Problems to work on:
(a) In the copyright discussion, how much did the Godfather cost to make in 1972?
(b) Write the next part of the copyright discussion, picking up after its last sentence.

Text block:

----

That doesn't optimize for "literary quality" at all. It optimized for authors like Dan Brown and G. R. R. Martin, authors who can write books than can be converted into media and merchandise with higher profit margins than books.


The quality stuff also doesn't get written without copyright. Take Charles Dickens, who rallied against pirating of his works. Luckily he had the protection of British copyright law, so he still had motivation to publish.

Or take the Godfather, a movie that cost $6 million to make in 1972, which was a significant sum. Do you think the studios would have put up the money otherwise?

Yes, our current system optimizes for Marvel comics movies and tabloids, but there's also a significant market for high brow stuff, and those people should be entitled to a fair living from the right to exclusively own their work. Otherwise, some of them simply won't be able to afford to that work and we'll lose it.

Before the advent of copyright, we had wealthy patrons who supported the arts. Beethoven had many patrons who helped him along (I have no doubt that he loved doing it, but perhaps wouldn't have been able to without support). But is this system really better than what we have now? It just means that instead of the market dictating what gets made, a select group of wealthy people do. Doesn't seem like an ideal system either.

Finally, there are things like Patreon, which are a more democratic way to support content creators. But at the end of the day, there's a free-loader problem where I can benefit from your donation, so this system hasn't really taken off. Very few people make a decent living off of patreon and even among those who do, how often can they pay expenses such as editors and the other support staff who help to make great art. At least in the old system, you can get some prestige and bragging rights from being the guy who supports Beethoven. However, there's not much prestige in donating $5/month to your favorite author on Patreon (even though I think it's the right thing to do).


> But at the end of the day, there's a free-loader problem where I can benefit from your donation, so this system hasn't really taken off.

Many crowdfunding systems are in fact specifically designed to be resilient against the free-loader problem. The work doesn't get funded at all unless enough people pitch in, and it doesn't cost you anything to "pledge" support for a work that doesn't make its funding threshold. So, it's rational for anyone who has a genuine interest in the work getting made, to pitch in for it - the only agents who get to "free ride" are marginal contributors who would have little interest in the work in the first place.

Rather, I'd argue that crowdfunding (1) is still an emerging model for supporting creators, so we shouldn't be so quick as to label it "unsuccessful" and (2) to the extent that it doesn't routinely fund multi-million dollar content like Game of Thrones-like TV shows or AAA videogames, that's because these media formats themselves are way too costly to make in the first place for users to be willing to transparently fund them - such that they're routinely outcompeted by cheaper alternatives!


I'd agree with this. But in that case it isn't free information. I mostly take people issue with people who say that all information should be free, yet still expect there to be a viable way to make the economic incentives right. Crowd sourcing doesn't really work for that.

----

Data extracted from a collection
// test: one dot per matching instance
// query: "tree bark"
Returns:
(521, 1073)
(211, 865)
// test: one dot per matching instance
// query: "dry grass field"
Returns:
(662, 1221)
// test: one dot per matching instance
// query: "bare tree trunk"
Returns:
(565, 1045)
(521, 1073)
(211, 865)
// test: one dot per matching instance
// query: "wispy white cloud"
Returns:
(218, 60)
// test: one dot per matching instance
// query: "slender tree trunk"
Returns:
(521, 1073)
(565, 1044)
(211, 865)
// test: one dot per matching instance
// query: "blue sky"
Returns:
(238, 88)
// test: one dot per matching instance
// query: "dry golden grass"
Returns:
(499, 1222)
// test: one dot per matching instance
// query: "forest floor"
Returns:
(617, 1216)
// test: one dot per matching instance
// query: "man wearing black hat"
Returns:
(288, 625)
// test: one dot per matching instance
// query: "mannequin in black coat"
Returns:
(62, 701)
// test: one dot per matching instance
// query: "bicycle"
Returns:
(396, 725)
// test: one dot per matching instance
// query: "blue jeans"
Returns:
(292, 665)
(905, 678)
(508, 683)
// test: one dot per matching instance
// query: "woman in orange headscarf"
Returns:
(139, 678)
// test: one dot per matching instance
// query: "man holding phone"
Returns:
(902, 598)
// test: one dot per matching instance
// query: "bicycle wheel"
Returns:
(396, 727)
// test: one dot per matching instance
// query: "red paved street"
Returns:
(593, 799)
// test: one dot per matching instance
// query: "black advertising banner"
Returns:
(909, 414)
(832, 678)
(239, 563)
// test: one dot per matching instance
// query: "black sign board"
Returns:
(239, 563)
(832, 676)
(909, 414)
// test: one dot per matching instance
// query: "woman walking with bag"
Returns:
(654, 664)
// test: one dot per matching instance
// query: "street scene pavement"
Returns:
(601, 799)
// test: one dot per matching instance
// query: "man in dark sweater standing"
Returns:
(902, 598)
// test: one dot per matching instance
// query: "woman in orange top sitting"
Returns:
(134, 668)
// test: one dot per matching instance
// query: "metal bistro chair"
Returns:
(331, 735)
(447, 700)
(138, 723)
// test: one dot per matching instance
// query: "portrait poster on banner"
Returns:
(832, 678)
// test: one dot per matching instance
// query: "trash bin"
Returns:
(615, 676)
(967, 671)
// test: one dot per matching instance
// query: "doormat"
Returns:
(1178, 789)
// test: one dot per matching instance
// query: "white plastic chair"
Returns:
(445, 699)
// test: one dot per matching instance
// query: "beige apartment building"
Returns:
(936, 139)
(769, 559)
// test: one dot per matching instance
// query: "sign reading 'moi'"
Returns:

----

Results of the tasks:
(a) $6 million.

(b)
That monetary incentive is automatically induced in a capitalist society. When people have to pull their own weight, buy their own food + necessities etc, no one can reasonably be expected to spend hours producing high quality information for free.


I agree with author's point in regard of fiction/non fiction literature, as it gets traction among readers there is a better chance to sell a hard copy or get a citation.

However in case of professional and academic literature, as much as I would prefer that personally, such approach simply is not maintainable.

The best middle ground I've come across is when author gives out free copies per each request (like a letter from student who can't afford to pay the full amount)


Oh, the post points out that Physically Based Rendering is free now (a 2016 book). I'm not even mad. It was worth the steep price it originally cost. If you're interested in rendering based on physics, it's excellent. If you're interested in "literate coding" where the manuscript and the source code are the same thing, it is stellar as that is the way it was built. I highly recommend it.


This is a good step in making your work live a longer life, and do more to help the world.

Particularly once that first (and likely only) flush of money has come and gone.


I support this in principle, but doesn't Amazon require that you not sell the book anywhere for less than the Amazon price? I'm pretty sure that means you can't give it away for free, either. I think that's why, although some books that are sold for money on Amazon are creative commons licensed, you won't generally find them on the authors' websites. It's legal, but I think it's a violation of the author or publisher's contract with Amazon to do that.

3rd parties can make such books available, though... legally, at least. In that situation, Amazon's TOS (assuming it has something like "thou shalt not redistribute any books purchased from Amazon without Amazon's permission") for ebook buyers would violate the clearly stated book license, so the TOS would become void, right?


The rules for self-published books on amazon and the rules for publishers are very different. if you have a book published through KDP you almost certainly can't offer it for free, but if you're published through through one of the big 5 then you can do whatever your deal with the publisher says.


I don't know what the TOS looks like, but Amazon is currently charging for books that are free on Project Gutenberg. Amazon does not seem to have a problem with making money on otherwise free books.


On a side topic, how does one arrange the rights for a self published book (ie If I write a book but publish myself is putting "(c) Paul" good enough?)

Edit: mostly I don't need to or it's obvious https://writing.stackexchange.com/questions/18180/what-do-i-...

This article it seems is mostly where you assigned away your rights to a company if it falls out of publication.


Read your contract before signing. For my two most recent books I retain the right to buy the publisher out (not a traditional publisher but one serving the self-pub market).


What a great reminder to authors that it's possible. Especially in tech, since the various technologies get replaced so quickly - quite a few books barely sell out the first printing before they're already obsolete. Why not put them up online for free after that.

Plus, the freebie can serve double duty as free marketing for the next edition.


I wish more authors would do this. I too prefer EPUB but I recognize there is lower friction to just publish it as a PDF.


Very, very few authors make enough off of their books to live on. They write a book, make a few hundred or a few thousand off of it, the book goes out of print, they're forgotten.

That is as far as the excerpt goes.